**Aim of the task**
Bring together every line in the data that includes "above".

Referring expression pointing data
○ ○ ○ ○
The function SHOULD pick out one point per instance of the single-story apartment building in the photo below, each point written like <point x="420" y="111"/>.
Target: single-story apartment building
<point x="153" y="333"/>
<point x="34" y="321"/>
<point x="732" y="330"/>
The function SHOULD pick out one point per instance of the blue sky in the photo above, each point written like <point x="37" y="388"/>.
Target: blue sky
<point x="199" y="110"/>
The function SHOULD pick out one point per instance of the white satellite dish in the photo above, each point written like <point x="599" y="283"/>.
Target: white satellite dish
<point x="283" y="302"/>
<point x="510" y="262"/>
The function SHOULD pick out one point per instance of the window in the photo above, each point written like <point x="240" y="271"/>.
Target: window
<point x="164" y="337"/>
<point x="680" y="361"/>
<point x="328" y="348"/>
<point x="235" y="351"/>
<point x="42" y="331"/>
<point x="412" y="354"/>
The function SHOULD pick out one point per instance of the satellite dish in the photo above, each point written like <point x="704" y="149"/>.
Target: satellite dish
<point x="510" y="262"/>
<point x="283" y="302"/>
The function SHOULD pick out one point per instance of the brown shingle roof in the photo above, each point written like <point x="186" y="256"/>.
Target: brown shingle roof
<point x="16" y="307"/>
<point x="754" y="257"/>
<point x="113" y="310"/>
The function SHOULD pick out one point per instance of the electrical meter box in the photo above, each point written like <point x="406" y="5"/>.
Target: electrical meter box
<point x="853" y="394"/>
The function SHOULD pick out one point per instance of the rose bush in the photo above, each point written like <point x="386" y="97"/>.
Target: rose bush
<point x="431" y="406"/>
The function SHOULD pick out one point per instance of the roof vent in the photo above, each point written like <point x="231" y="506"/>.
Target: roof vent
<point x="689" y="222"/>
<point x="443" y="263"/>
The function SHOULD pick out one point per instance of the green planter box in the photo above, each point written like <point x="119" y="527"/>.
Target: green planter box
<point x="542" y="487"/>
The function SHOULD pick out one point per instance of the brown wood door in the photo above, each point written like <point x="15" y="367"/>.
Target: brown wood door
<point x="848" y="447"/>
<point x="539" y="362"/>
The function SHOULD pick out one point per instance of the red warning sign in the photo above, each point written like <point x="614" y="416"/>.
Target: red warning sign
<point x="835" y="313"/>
○ ○ ○ ○
**Task response**
The function SHOULD pick out one point per instance of the blue sky in the photo above, each point written like <point x="37" y="388"/>.
The function SHOULD pick out one point per instance of the white satellite dish in the photo above, each point written like <point x="599" y="283"/>.
The function SHOULD pick out one point per instance of the window in the photo above, each point written like <point x="240" y="271"/>.
The function SHOULD pick out one point per instance of the satellite dish in the photo above, each point written like <point x="704" y="149"/>.
The function SHOULD pick out one point per instance of the brown shingle roof in the photo above, each point written like <point x="186" y="256"/>.
The function SHOULD pick out one point per instance of the electrical meter box in the photo above, each point written like <point x="406" y="5"/>.
The function SHOULD pick out one point per instance of the rose bush in the photo above, each point written like <point x="386" y="97"/>.
The function SHOULD pick out one point per instance of the roof vent in the photo above, each point written like <point x="231" y="506"/>.
The function SHOULD pick out one point per instance of the green planter box in the photo above, each point written like <point x="119" y="527"/>.
The function SHOULD pick out one point per instance of the brown wood door in the photo above, each point written like <point x="15" y="367"/>.
The function SHOULD pick out one point per instance of the red warning sign in the photo above, each point written like <point x="614" y="416"/>.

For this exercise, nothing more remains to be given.